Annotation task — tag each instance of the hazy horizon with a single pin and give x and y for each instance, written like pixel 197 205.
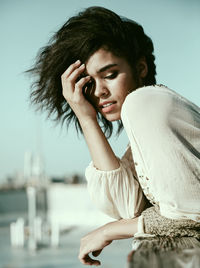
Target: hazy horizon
pixel 26 26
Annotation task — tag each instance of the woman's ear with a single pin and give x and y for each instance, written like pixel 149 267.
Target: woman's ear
pixel 142 68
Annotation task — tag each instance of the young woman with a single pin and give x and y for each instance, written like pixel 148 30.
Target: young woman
pixel 99 68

Objective: From the first line of the material through the line containing "pixel 142 68", including both, output the lines as a JSON list of strings, one string per line, with blank lines skipped. Leave the pictures out.

Finished task:
[
  "Annotation task — tag each instance of the hazy horizon with a single pin and give x and y for each instance, written like pixel 197 205.",
  "Target: hazy horizon",
  "pixel 26 26",
  "Annotation task — tag each instance of the woman's ear with a single pin and give x and y for each instance, written like pixel 149 267.",
  "Target: woman's ear",
  "pixel 142 68"
]